====== Текст
|
Ежедневно на стенах его комнаты появлялись какие-нибудь необычные рисунки: метафизические животные, новые подвиги Эжена. Низан специализировался на портретах Лейбница, которого любил изображать в облике кюре или в тирольской шляпе и с отпечатком ступни Спинозы на заду.
Иногда мы оставляли Университетский городок и собирались в кабинете Низана. Он жил у родителей жены, в доме на улице Вавен, облицованном фаянсовыми изразцами. На стенах кабинета висели большой портрет Ленина, афиша Кассандра и «Венера» Ботичелли; я восторгалась ультрасовременной мебелью, тщательно подобранной библиотекой. Низан был авангардом троицы: он вращался в литературных кругах, был членом коммунистической партии; он открыл нам ирландскую литературу и новых американских романистов. Он был в курсе последних модных веяний и даже моды завтрашнего дня: водил нас в унылое кафе «Флора». «В пику «Дё Маго»», — говорил он, с лукавым видом грызя ногти. Он писал памфлет против официальной философии и исследование о «мудрости марксистов». Он редко смеялся, но часто на лице его появлялась какая-то свирепая улыбка. Мне нравилось говорить с ним, хотя это было нелегко: рассеянно-насмешливое выражение его лица смущало меня.
Как получилось, что я так быстро освоилась? Эр-бо старался не задевать меня, но когда все трое собирались вместе, они себя не сдерживали. Их речь была агрессивна, мысль категорична, приговоры обжалованию не подлежали. Они насмехались над буржуазным порядком, отказались сдавать экзамен на ЭОР — тут я с легкостью следовала их примеру. Но во многом я оставалась жертвой буржуазных сублимаций. Они безжалостно развенчивали всякого рода идеализм, поднимали на смех «прекрасные души», «благородные души», все души вообще, а еще «состояния души», «духовную жизнь», «чудесное, таинственное, исключительное». При любой возможности — в разговорах, шутках, своим поведением — они демонстрировали, что человек — это не дух, но тело, мучимое потребностями и брошенное в жестокую авантюру. Годом раньше они бы меня испугали, но с начала этого учебного года я прошла определенный путь, и нередко мне хотелось пищи менее скудной, чем та, которой я питалась. Я очень скоро поняла, что мир, в который меня приглашали мои новые друзья, виделся мне суровым потому, что они ничего не скрывали. В общем, они хотели от меня того, чего я и сама всегда от себя хотела, но не отваживалась делать: смотреть в лицо реальности. Теперь мне не понадобилось много времени, чтобы решиться на это.
============
====== Записи набора данных
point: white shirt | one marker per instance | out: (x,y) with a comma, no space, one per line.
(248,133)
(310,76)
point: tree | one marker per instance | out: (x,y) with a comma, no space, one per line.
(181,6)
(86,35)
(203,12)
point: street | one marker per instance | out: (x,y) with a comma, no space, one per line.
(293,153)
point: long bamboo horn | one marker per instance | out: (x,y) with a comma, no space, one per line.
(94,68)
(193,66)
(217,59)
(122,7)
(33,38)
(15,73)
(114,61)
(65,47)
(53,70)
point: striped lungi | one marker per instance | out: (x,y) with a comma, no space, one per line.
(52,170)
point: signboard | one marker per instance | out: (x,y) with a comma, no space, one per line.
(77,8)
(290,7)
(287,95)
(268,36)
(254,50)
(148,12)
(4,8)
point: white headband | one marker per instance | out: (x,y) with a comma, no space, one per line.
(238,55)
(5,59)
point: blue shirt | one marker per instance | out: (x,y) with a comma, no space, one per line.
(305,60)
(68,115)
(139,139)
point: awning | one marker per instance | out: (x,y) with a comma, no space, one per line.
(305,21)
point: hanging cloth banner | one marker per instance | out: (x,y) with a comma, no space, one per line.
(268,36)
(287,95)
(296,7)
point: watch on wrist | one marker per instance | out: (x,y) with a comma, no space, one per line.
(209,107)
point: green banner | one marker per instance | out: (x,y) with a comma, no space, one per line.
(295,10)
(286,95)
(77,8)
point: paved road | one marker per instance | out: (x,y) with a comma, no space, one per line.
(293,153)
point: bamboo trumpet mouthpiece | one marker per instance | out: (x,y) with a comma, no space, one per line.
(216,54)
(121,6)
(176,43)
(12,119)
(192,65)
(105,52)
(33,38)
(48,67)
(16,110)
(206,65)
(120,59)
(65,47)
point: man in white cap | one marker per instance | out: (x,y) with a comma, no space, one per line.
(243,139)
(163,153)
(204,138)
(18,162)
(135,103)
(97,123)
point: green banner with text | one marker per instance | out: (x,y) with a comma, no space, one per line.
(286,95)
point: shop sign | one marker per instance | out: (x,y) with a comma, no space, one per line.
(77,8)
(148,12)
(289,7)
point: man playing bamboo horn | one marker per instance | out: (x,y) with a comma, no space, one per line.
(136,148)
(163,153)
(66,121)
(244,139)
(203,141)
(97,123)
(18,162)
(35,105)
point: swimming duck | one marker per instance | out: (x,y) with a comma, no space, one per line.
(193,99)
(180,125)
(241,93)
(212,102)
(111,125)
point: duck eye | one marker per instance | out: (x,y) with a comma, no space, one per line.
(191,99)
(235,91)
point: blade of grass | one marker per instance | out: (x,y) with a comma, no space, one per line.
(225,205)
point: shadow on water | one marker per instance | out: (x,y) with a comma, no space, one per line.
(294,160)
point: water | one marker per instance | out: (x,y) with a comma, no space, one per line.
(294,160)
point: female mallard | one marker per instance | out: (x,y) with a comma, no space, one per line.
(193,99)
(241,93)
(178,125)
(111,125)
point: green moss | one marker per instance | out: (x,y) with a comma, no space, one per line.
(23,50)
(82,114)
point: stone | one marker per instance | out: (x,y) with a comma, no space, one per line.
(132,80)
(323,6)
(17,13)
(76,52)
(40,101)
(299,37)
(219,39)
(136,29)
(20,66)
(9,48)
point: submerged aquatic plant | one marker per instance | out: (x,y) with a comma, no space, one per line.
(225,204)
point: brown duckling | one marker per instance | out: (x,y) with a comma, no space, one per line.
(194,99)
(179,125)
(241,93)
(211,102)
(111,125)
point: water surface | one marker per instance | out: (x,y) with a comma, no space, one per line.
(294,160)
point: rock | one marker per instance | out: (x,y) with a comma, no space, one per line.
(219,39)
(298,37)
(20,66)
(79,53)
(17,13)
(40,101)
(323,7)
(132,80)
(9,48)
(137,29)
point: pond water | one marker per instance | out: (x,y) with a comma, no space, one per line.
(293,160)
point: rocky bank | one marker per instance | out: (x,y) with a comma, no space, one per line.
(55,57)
============
====== Записи набора данных
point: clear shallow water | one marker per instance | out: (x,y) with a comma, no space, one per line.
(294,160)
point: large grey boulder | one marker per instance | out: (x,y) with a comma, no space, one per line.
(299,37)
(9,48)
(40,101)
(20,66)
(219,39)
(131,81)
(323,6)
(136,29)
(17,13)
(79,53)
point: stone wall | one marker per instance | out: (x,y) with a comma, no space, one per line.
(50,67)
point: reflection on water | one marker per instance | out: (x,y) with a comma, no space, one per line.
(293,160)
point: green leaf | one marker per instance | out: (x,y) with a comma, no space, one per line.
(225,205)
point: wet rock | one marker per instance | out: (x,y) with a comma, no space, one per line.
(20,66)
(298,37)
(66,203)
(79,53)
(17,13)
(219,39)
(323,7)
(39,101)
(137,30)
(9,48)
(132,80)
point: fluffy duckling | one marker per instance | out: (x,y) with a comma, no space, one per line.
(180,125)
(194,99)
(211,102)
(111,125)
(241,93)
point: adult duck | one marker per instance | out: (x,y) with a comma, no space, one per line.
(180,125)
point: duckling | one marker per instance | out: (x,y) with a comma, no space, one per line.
============
» Задание 1:
Судя по тексту о Низане, на какой улице стоял дом, где он жил у родителей жены?
» Задание 2:
Выпиши заново строки записей от строки с «point: adult duck» до строки с «point: duckling |» включительно, вместе с запросами, сдвинув каждую координату в ответах на 45, то есть прибавив 45 к каждому числу.

» Ответ 1:
На улице Вавен.

» Ответ 2:
point: adult duck | one marker per instance | out: (x,y) with a comma, no space, one per line.
(225,170)
point: duckling | one marker per instance | out: (x,y) with a comma, no space, one per line.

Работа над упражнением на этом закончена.